- **TASK TO CARRY OUT**: Your reply should be the entries, output word for word, with each picture omitted.
==== RECORDS PROVIDED ====
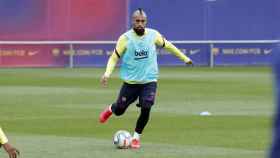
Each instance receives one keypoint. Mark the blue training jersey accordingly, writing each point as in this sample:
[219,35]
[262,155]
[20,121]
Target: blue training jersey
[139,61]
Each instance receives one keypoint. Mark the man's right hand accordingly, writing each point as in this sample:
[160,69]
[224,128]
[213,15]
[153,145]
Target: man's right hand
[104,80]
[12,152]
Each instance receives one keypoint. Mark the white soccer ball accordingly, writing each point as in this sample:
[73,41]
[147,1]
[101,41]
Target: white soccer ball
[122,139]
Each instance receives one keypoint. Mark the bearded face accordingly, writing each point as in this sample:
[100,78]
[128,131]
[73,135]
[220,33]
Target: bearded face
[139,24]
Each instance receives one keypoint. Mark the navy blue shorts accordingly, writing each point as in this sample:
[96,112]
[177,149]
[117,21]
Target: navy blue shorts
[129,93]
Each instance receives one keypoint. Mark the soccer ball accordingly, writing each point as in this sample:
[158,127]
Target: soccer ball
[122,139]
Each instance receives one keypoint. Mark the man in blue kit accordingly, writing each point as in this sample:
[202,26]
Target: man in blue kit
[139,71]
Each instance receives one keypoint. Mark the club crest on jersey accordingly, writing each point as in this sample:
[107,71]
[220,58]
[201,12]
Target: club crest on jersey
[141,54]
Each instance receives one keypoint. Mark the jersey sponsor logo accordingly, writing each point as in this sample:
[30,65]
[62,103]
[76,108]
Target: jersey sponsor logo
[141,54]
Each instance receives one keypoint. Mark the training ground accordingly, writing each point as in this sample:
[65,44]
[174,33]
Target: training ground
[53,113]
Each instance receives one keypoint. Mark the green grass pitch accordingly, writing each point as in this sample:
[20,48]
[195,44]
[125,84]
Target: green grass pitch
[53,113]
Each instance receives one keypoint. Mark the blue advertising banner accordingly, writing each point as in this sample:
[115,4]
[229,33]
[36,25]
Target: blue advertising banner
[87,55]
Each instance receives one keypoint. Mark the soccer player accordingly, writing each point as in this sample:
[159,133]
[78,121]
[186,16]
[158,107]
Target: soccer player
[12,152]
[139,70]
[275,148]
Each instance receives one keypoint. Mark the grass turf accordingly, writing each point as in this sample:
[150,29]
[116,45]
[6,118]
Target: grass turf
[54,113]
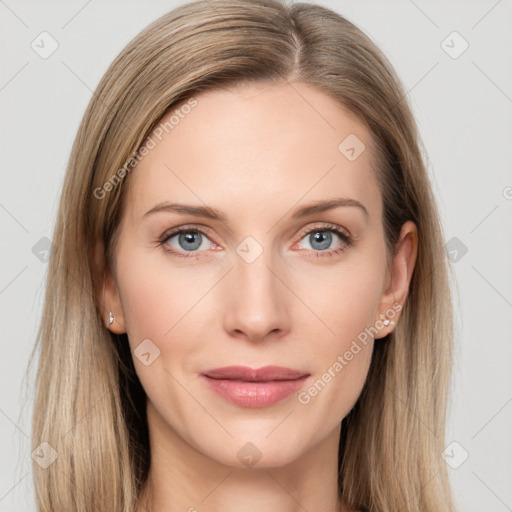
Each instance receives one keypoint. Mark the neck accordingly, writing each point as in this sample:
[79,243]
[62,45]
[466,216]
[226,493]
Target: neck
[181,478]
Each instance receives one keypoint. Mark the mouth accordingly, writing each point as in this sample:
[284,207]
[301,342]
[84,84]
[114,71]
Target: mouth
[247,387]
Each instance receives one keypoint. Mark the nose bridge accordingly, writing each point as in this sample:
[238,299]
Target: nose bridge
[257,306]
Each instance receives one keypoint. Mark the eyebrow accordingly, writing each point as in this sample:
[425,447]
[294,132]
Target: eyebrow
[215,214]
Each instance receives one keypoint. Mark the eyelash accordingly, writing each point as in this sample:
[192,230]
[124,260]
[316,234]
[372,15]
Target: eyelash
[346,238]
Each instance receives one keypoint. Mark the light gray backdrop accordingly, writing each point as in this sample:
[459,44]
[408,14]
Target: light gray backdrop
[455,59]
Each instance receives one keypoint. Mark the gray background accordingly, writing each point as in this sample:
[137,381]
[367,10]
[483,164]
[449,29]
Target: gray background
[464,109]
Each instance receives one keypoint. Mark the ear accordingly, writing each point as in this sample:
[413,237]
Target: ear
[107,292]
[398,279]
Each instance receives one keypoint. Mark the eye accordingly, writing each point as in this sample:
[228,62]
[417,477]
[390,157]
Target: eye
[322,238]
[186,240]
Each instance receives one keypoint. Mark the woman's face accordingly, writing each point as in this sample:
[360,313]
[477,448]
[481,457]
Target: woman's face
[258,277]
====
- **REPLY TO THE EXERCISE**:
Each instance receives one keypoint. Mark the blue training jersey accordingly, writing each point as in this sample:
[219,35]
[262,155]
[20,121]
Target: blue training jersey
[139,61]
Each instance receives one keypoint. Mark the man's right hand accordingly, writing each point as in this sample:
[160,69]
[224,128]
[213,15]
[153,145]
Target: man's right hand
[104,80]
[12,152]
Each instance receives one keypoint. Mark the white soccer ball accordingly, writing each point as in this sample:
[73,41]
[147,1]
[101,41]
Target: white soccer ball
[122,139]
Each instance receives one keypoint. Mark the bearded face accordingly, writing each point as in this sample:
[100,78]
[128,131]
[73,135]
[220,33]
Target: bearded face
[139,24]
Each instance receives one keypoint. Mark the navy blue shorts accordingly, writing each point as in this sample:
[96,112]
[177,149]
[117,21]
Target: navy blue shorts
[129,93]
Each instance receives one keypoint. Mark the soccer ball accordingly, writing each point as in this sample:
[158,127]
Target: soccer ball
[122,139]
Each instance receives one keypoint. Mark the man in blue kit accordingly, writing each point as in this sample:
[202,26]
Target: man in blue kit
[139,71]
Each instance receives one keypoint. Mark the club crest on jersey accordingly, writing each point as in this sample:
[107,71]
[220,58]
[201,12]
Target: club crest on jersey
[141,54]
Each instance receives one keypoint. Mark the jersey sponsor logo accordingly, writing each point as in this sample:
[30,65]
[62,103]
[76,108]
Target: jersey sponsor logo
[141,54]
Each instance receives one keypoint. Mark the training ground accordingly, writing each point as in this sample:
[65,44]
[174,33]
Target: training ground
[53,113]
Each instance receives one keypoint. Mark the green grass pitch accordingly, writing each point as in this sample:
[20,48]
[195,44]
[125,84]
Target: green grass pitch
[53,113]
Each instance receives one keypoint. Mark the blue advertising banner accordingly, writing each point as in this sample:
[115,4]
[229,33]
[36,25]
Target: blue advertising banner
[87,55]
Each instance receives one keypoint. Mark the soccer player accordingly, writing each point as in this sample:
[159,133]
[78,121]
[186,16]
[158,107]
Target: soccer player
[12,152]
[139,70]
[275,148]
Each instance receives one keypoint. Mark the grass turf accordingly, writing each point as in this sample:
[150,29]
[116,45]
[6,118]
Target: grass turf
[54,113]
Each instance receives one keypoint. Mark the neck accordingly, writing each point as in this sample:
[79,243]
[62,45]
[466,216]
[226,493]
Target: neck
[181,478]
Each instance receives one keypoint. Mark the mouth accordingly, writing each point as in this sample:
[284,207]
[301,342]
[84,84]
[114,71]
Target: mouth
[247,387]
Each instance receives one keypoint. Mark the nose bridge accordingly, writing each point as in this sample:
[238,299]
Target: nose bridge
[257,306]
Each instance receives one keypoint. Mark the eyebrow accordingly, writing each point as in this sample:
[425,447]
[294,132]
Target: eyebrow
[215,214]
Each instance receives one keypoint. Mark the eyelash accordingly, writing each point as in this sample:
[192,230]
[124,260]
[316,234]
[372,15]
Target: eyelash
[346,238]
Each instance receives one keypoint. Mark the light gray backdrop accordingly, writing each point as in this sample:
[459,44]
[408,14]
Target: light gray backdrop
[455,59]
Each instance receives one keypoint. Mark the gray background accordingly, writing each point as in this sample:
[137,381]
[367,10]
[483,164]
[449,29]
Target: gray background
[464,109]
Each instance receives one keypoint. Mark the ear accordingly, writing each point as in this sample:
[413,237]
Target: ear
[107,292]
[398,279]
Each instance receives one keypoint. Mark the eye accordingly, writing each point as in this sample:
[228,62]
[417,477]
[390,157]
Target: eye
[322,238]
[186,240]
Each instance receives one keypoint. Mark the woman's face accordingly, writing each point as in this sample:
[360,313]
[477,448]
[481,457]
Target: woman's face
[258,277]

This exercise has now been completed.